* _Task goal_: Render this sentence from the 2018 marketing outlook article in Spanish: "It’s this data that will continue to influence every industry it touches in profound ways."
---------- Page excerpt ----------
#BigQ2018: Blend talent diversity, operational transparency to grow
by MarkLives (@marklives) What are the expectations for the marketing and advertising industry in 2018? We emailed a panel of key industry executives for their take on the macro environment, budgets, changes in messaging, movement in the industry and any consumer and communication trends they’ll be looking out for. Next up is Peter Khoury of TBWA\Hunt Lascaris.
Currently chief creative officer of TBWA\Hunt Lascaris, Peter Khoury has delivered growth to his client’s bottom lines, and won numerous advertising awards throughout his career. His work is also featured in Cannes Lions Game Changers — The Evolution of Advertising, and multiple times in the elusive Gunn Report. In addition to advertising, Peter has used his creative energy to formulate his own clothing/lifestyle brand, Zero One Zero, and has also dabbled in the movie business as a creative and marketing consultant.
Most of the successful 21st century brands are innovation brands; Airbnb, Uber, Twitter, Facebook, Google, and Amazon, to name a few, are successful because they saw a gap and came up with a service or product that people want. Their refined brand positioning, mission statement, and values came afterwards. Here are a few observations, along with some opportunistic thoughts, of where we as South Africans may be able to fill the gap in 2018 and beyond.
But first, let’s just be honest and say that 2017 was anything but normal. Just as 2018 will prove to be, because not being normal is the new normal. Traditional trends, even predictable seasonal trends, recalibrate to become something else when the speed of disruption in business, politics, culture, society, and technology is happening at the rate at which it is currently happening in almost every facet of life. These provide both challenges and opportunities, in equal measure.
Happening on scale
So where is the product and innovation happening on scale? Michael Spence, Nobel Laureate in economics, points out that the US and China will call the shots when it comes to technology, especially digitally integrated technology, well into the next decade. They largely own the innovation landscape because it’s in their culture to constantly fund basic research, and then reap the benefits when their innovations are commercialised and marketed to the world.
We as South Africans are huge consumers of their products and are, to varying degrees, also influenced by their trends. We will be marketing an increasing amount of these foreign goods and services to our citizens until we rise to our full potential as a country and decrease the amount of natural resources we export, and instead export our own finished goods made from these resources.
The US and China are also home to the leading platforms for social interaction and, perhaps most importantly, artificial intelligence capabilities that use and generate mammoth sets of useful data. It’s this data that will continue to influence every industry it touches in profound ways. Brands around the world are sinking their teeth into this data, and are often using the words “algorithm” and “marketing” in the same sentence.
Lead the way?
Maybe we as South Africans can lead the way in 2018?
Gathering the data is not proving to be the challenge; however, knowing how to read and interpret this data is where immediate and long-term opportunity lies. Observations lead to insights and, locally, our insightful strategic abilities have been the basis for great communication ideas that have won global acclaim time and time again.
---------- Information provided ----------
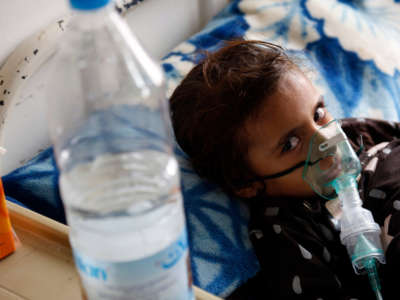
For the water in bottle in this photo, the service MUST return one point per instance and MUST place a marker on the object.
----------
* _Answer for the task_: Son estos datos los que seguirán influyendo de manera profunda en cada industria que toquen.